Creating a Project Directory

First, create a directory for you and the example project in the workshop share directory:

cd
mkdir -p /share/workshop/isoseq_workshop/$USER/view_data
  1. Next, go into that directory, lets then create symbolic link to the data directories that contains the raw and secondary processed data.

     cd /share/workshop/isoseq_workshop/$USER/view_data
     ln -s /share/workshop/PacBio_data/* .
    

    This directory now contains a folder of a single smrt cell’s isoseq data. NOTE: This is the structure (partially) that the UC Davis Sequencing Core uses and may not be the structure you get back from your provider

Getting To Know the Data a little

  1. Now, take a look at the raw data directory. The structure here is a PacBio “Run”, followed by the Cell index (here C1) and then data folders underneath.

    The data folders are:

    1. 3_C01_Primary, This is the primary output
    2. 0000001653, secondary analysis folder for the isoseq pipeline
    3. 01-ccs, this is the ccs output, not by smrtline but rather by the command line.
  2. Lets take a look at the primary output

     ls -lah /share/workshop/isoseq_workshop/$USER/view_data/r64069_20200616_170349/C1/3_C01_Primary
    

    There are a number of files in this directory, but the most relevant are the scraps.bam and the subreads.bam files.

EXTRACTED MATERIAL:
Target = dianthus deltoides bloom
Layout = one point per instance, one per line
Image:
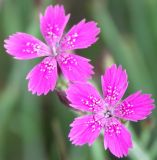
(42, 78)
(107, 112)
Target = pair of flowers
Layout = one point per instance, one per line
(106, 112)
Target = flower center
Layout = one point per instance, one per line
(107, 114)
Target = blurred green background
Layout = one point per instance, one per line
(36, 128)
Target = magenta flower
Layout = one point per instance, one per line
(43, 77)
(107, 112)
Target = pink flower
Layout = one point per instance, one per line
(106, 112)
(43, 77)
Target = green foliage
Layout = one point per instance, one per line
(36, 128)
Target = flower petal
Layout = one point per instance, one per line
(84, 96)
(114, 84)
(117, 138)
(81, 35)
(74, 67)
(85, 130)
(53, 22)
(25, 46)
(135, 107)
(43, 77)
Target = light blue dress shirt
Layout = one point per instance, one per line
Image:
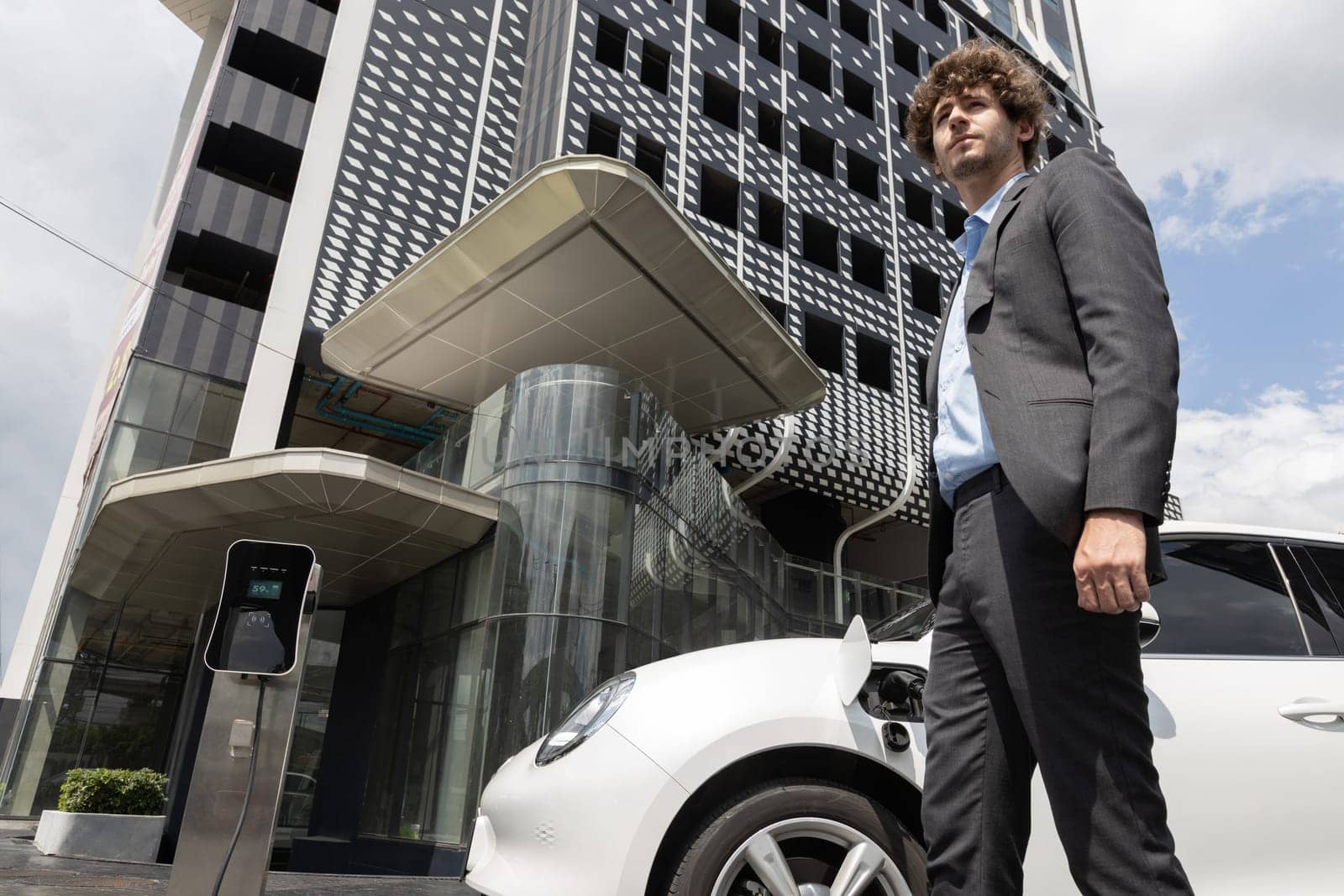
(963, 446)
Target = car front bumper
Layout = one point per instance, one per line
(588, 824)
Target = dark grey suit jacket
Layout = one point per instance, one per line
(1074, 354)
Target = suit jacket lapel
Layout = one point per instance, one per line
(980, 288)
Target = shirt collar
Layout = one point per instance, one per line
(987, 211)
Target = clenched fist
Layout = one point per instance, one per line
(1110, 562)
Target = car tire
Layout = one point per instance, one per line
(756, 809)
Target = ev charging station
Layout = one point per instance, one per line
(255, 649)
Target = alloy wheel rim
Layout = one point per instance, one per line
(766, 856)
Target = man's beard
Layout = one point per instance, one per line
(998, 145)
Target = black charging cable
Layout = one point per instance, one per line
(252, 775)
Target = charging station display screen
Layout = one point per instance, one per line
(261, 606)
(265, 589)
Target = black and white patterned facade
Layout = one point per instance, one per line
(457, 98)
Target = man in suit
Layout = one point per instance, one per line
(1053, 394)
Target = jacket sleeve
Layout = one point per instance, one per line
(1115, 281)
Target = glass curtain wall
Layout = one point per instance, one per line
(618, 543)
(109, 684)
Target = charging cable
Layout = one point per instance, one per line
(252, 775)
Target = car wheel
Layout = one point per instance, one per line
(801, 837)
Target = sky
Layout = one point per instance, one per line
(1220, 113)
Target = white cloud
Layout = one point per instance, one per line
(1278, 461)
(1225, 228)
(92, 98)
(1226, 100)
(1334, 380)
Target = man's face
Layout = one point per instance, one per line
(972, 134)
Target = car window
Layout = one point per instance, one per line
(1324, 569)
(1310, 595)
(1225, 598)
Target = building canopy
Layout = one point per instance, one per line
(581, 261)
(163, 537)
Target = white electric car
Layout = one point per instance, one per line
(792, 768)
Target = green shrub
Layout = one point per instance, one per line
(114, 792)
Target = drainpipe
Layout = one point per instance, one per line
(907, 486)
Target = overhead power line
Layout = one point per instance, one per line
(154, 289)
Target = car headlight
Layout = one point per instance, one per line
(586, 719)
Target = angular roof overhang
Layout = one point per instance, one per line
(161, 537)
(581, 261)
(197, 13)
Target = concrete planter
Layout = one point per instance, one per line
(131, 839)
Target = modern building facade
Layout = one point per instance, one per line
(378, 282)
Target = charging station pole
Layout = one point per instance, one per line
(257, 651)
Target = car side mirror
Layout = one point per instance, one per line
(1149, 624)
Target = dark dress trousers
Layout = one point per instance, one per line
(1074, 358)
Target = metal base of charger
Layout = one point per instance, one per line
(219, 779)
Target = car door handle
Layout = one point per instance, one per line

ABOUT THIS EXERCISE:
Return everything in the Iso-Seq workshop text from "Getting To Know" down to "the command line.", copied word for word. Nothing in the lines is needed here.

RESPONSE TO THE EXERCISE:
Getting To Know the Data a little

  1. Now, take a look at the raw data directory. The structure here is a PacBio “Run”, followed by the Cell index (here C1) and then data folders underneath.

    The data folders are:

    1. 3_C01_Primary, This is the primary output
    2. 0000001653, secondary analysis folder for the isoseq pipeline
    3. 01-ccs, this is the ccs output, not by smrtline but rather by the command line.